— START Records for this exercise —

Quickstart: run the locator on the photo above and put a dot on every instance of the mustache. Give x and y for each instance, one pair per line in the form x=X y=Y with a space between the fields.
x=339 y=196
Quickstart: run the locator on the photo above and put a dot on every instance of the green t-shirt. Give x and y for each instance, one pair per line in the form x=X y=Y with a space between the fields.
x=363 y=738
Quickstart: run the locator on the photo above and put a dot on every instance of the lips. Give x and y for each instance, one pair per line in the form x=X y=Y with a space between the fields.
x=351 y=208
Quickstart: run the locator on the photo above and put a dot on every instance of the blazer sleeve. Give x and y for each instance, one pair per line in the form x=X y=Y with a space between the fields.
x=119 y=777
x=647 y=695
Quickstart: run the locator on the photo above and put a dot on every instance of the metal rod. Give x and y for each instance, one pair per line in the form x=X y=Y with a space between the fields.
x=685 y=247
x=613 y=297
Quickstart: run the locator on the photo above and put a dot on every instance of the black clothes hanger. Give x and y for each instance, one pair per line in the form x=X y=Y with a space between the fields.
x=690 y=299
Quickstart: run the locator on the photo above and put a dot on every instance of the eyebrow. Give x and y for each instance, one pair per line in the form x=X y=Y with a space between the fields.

— END Records for this exercise —

__The exercise__.
Can you rewrite the entries above so that each "locator" becomes "detector", with nothing else altered?

__Response to this task__.
Quickstart: run the detector on the photo above and put a dot on every instance of the mustache. Give x and y for each instance, one pair per line in the form x=X y=Y with a space between the fields.
x=339 y=196
Quickstart: run the detector on the photo above and put a dot on every instance of the green t-shirt. Give x and y for each instance, one pair per line in the form x=X y=Y with a space between the fields.
x=363 y=738
Quickstart: run the detector on the photo above and put a dot on every instance of the lips. Give x and y for each instance, one pair per line in the form x=X y=Y with a space between the fields.
x=351 y=208
Quickstart: run the detector on the photo above and put a dot on every instance of the blazer sleeve. Give x and y for each instance, one pair per line in the form x=X y=Y with a space between the fields.
x=119 y=777
x=647 y=695
Quickstart: run the detector on the photo above and put a dot on every instance of the metal rod. Give x and y for each instance, one pair per line in the form x=X y=Y with a space between the fields.
x=685 y=247
x=613 y=297
Quickstart: run the detector on the photo above and put a dot on every instance of the black clothes hanger. Give x and y for each instance, one pair per line in the form x=X y=Y with a space between the fields.
x=690 y=299
Quickstart: run the detector on the photo above and put a dot on every instance of the eyebrow. Give x and y for each instance, one pair per line in the form x=X y=Y with a space between the fields.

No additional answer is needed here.